--- Exercise task ---
Please pick out each line in the records containing the string "target", and copy those lines.

** BEGIN Data supplied **

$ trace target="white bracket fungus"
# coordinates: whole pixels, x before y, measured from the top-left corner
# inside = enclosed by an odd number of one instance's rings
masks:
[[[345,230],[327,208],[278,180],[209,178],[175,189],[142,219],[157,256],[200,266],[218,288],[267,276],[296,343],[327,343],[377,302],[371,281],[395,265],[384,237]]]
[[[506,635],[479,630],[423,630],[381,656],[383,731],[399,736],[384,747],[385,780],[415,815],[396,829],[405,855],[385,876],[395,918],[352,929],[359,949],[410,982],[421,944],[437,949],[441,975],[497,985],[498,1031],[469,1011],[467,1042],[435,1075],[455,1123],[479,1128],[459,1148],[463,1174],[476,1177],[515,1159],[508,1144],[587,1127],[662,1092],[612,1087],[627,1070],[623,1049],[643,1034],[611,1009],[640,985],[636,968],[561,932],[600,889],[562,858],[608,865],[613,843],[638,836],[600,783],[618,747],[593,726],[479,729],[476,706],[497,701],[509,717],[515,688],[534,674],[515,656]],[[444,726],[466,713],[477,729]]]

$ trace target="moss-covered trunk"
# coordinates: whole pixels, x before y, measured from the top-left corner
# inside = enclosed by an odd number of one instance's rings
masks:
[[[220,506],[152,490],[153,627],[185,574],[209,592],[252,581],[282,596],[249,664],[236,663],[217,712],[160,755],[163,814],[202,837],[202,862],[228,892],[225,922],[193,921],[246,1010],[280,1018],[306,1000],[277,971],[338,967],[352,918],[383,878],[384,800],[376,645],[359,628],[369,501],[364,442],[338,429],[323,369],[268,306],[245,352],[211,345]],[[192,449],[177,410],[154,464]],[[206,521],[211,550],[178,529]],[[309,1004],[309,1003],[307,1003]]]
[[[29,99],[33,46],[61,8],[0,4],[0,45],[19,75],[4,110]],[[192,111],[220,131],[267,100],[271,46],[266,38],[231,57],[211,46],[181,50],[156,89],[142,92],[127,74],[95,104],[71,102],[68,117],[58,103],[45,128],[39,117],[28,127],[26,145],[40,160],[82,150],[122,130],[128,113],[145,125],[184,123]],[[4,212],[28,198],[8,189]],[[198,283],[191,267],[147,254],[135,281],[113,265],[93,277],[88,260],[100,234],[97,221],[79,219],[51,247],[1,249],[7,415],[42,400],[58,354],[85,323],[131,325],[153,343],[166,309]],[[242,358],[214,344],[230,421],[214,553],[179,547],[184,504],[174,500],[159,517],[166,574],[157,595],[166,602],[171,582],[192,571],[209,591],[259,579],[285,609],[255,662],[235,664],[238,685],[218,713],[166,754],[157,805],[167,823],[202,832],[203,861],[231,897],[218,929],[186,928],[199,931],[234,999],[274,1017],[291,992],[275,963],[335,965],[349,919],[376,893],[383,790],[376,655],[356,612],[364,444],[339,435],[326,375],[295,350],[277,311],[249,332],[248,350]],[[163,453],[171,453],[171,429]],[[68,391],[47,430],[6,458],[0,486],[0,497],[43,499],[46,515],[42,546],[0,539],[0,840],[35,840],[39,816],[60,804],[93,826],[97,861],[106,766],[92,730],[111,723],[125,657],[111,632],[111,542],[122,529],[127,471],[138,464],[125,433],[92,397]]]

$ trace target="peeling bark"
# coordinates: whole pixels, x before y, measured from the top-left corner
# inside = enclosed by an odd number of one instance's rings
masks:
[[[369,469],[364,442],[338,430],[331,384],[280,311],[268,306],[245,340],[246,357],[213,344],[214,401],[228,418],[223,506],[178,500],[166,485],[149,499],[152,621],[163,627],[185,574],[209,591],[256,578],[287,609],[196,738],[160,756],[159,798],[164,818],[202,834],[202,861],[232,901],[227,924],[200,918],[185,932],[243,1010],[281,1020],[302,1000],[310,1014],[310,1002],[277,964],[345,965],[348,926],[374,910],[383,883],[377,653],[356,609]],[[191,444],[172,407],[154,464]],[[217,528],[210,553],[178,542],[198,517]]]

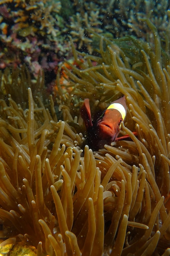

** END Data supplied **

--- Solved problem ---
$ trace target="white bracket fungus"
$ trace target="moss-covered trunk"
$ trace target="peeling bark"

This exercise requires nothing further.